§ Aim of the task:
Update the rows below by changing "evenodd" to "nonzero" wherever it occurs, and leave every other character unchanged.

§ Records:
::::

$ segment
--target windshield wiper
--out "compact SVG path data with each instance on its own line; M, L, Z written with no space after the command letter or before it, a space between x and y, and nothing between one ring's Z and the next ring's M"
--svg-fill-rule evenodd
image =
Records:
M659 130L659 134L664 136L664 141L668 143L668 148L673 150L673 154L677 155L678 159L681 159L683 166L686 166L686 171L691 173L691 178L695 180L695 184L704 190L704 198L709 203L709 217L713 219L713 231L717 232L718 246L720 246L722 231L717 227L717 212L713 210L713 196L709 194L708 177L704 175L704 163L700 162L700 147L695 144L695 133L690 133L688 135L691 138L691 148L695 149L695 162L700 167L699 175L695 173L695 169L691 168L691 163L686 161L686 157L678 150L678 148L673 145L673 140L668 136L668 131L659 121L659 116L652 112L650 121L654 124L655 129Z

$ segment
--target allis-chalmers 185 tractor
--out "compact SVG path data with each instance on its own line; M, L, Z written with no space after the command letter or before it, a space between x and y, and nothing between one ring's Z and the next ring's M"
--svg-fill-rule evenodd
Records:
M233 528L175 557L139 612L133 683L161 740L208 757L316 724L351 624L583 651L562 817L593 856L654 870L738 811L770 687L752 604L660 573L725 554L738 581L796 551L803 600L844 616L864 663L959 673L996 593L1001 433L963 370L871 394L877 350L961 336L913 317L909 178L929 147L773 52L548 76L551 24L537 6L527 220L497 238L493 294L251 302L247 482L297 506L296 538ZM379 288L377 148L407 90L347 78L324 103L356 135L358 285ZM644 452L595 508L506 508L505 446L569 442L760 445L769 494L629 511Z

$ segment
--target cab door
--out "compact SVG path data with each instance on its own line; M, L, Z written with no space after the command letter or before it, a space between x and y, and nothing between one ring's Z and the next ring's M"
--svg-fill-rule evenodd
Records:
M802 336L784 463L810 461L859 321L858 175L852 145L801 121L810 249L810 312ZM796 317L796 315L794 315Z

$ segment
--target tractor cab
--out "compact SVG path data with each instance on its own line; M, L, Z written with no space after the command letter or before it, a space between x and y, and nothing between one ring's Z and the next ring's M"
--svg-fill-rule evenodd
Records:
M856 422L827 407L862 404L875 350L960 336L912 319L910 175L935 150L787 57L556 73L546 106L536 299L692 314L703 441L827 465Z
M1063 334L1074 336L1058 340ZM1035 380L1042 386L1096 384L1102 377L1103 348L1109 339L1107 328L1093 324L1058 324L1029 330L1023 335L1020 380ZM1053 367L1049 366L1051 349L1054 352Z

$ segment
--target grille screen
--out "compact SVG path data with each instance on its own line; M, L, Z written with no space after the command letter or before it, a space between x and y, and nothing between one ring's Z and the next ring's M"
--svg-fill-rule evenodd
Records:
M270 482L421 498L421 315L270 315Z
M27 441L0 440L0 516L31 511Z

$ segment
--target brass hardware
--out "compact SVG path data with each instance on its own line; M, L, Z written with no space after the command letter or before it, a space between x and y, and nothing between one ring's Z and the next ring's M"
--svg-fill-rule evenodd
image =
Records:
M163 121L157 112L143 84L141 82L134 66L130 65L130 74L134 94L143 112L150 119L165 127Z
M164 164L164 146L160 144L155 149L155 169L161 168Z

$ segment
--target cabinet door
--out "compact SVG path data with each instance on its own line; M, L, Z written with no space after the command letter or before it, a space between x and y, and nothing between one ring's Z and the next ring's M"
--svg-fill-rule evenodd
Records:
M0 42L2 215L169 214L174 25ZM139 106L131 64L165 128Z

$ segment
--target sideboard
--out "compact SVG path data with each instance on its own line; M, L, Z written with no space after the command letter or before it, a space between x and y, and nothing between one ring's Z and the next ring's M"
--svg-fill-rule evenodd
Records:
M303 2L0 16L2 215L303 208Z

::::

§ Complete output:
$ segment
--target windshield wiper
--out "compact SVG path data with each instance on its own line; M, L, Z written with no space after the command letter or before it, a space between x and y, and nothing between one ring's Z and the next ring's M"
--svg-fill-rule nonzero
image =
Records:
M659 130L659 134L664 136L664 141L668 143L668 148L673 150L673 154L677 155L678 159L681 159L683 166L686 166L686 171L691 173L691 178L695 180L695 184L704 190L704 198L709 203L709 217L713 219L713 231L717 232L718 246L720 246L722 231L717 227L717 212L713 210L713 196L709 194L708 177L704 175L704 163L700 162L700 147L695 144L695 133L690 133L688 135L691 138L691 148L695 149L695 162L700 167L699 175L695 173L695 169L691 168L691 163L686 161L686 157L678 150L678 148L673 145L673 140L668 136L668 131L659 121L659 116L652 112L650 121L654 124L655 129Z

$ segment
--target allis-chalmers 185 tractor
--out "compact SVG path data with each instance on its own line; M, L, Z written with no space after the command letter or before it, a space between x and y, and nothing between one ring's Z and the next ring's M"
--svg-fill-rule nonzero
Records:
M233 528L175 557L139 612L133 683L161 740L208 757L316 724L351 624L583 651L562 817L593 856L654 870L738 811L770 687L752 604L660 573L725 554L738 581L796 551L803 600L844 616L864 663L959 673L996 593L1001 433L963 370L871 394L877 350L961 336L913 317L909 178L929 147L773 52L548 76L551 24L537 6L527 220L497 238L493 294L251 302L247 482L297 506L296 538ZM379 288L377 148L407 90L347 78L324 103L356 135L358 285ZM644 452L595 508L506 508L505 446L569 442L760 445L769 494L629 511Z

$ segment
--target cab door
--out "compact SVG path data with each instance on its own line; M, L, Z written with no space after the command letter or before it, a space between x and y, and nothing between one ring's Z and the next ring's M"
--svg-fill-rule nonzero
Records:
M802 336L784 463L810 461L859 321L858 175L852 145L801 121L810 249L810 312ZM796 317L796 315L794 315Z

$ segment
--target tractor cab
--out "compact SVG path data with each instance on its own line; M, L, Z written with no space after the command letter or before it, a space between x and y, and nothing between one ring's Z and the next ring's M"
--svg-fill-rule nonzero
Records:
M856 422L827 407L862 404L875 350L960 336L912 319L910 175L935 150L787 57L556 73L546 106L536 299L692 314L703 441L827 465Z
M1063 334L1074 336L1058 340ZM1035 380L1042 386L1096 384L1102 377L1103 348L1109 339L1107 328L1093 324L1058 324L1029 330L1023 335L1020 380ZM1053 367L1049 366L1051 349L1054 352Z

$ segment
--target grille screen
--out "compact SVG path data with each instance on its own line; M, L, Z written with no space after the command letter or before it, a space between x and y, and nothing between one ring's Z and the next ring's M"
--svg-fill-rule nonzero
Records:
M270 482L421 498L421 315L270 315Z
M27 441L0 440L0 516L31 511Z

$ segment
--target brass hardware
--out "compact SVG path data with each instance on its own line; M, L, Z written with no space after the command letter or before it, a space between x and y, and nothing between one ring's Z and the next ring's M"
--svg-fill-rule nonzero
image =
Records:
M163 121L157 112L143 84L141 82L134 66L130 65L130 74L134 94L143 112L150 119L165 127Z
M164 164L164 146L160 144L155 149L155 169L161 168Z

$ segment
--target cabinet door
--out "compact SVG path data with each instance on its own line; M, L, Z written with no space after the command letter or before it, a space between x and y, and nothing between one ring's Z and the next ring's M"
--svg-fill-rule nonzero
Records:
M0 42L2 215L169 214L174 25ZM139 106L131 64L165 128Z

$ segment
--target sideboard
--out "compact SVG path data with each instance on its own line; M, L, Z written with no space after the command letter or before it, a space between x and y, and nothing between one ring's Z and the next ring's M"
--svg-fill-rule nonzero
Records:
M303 2L0 16L2 215L303 208Z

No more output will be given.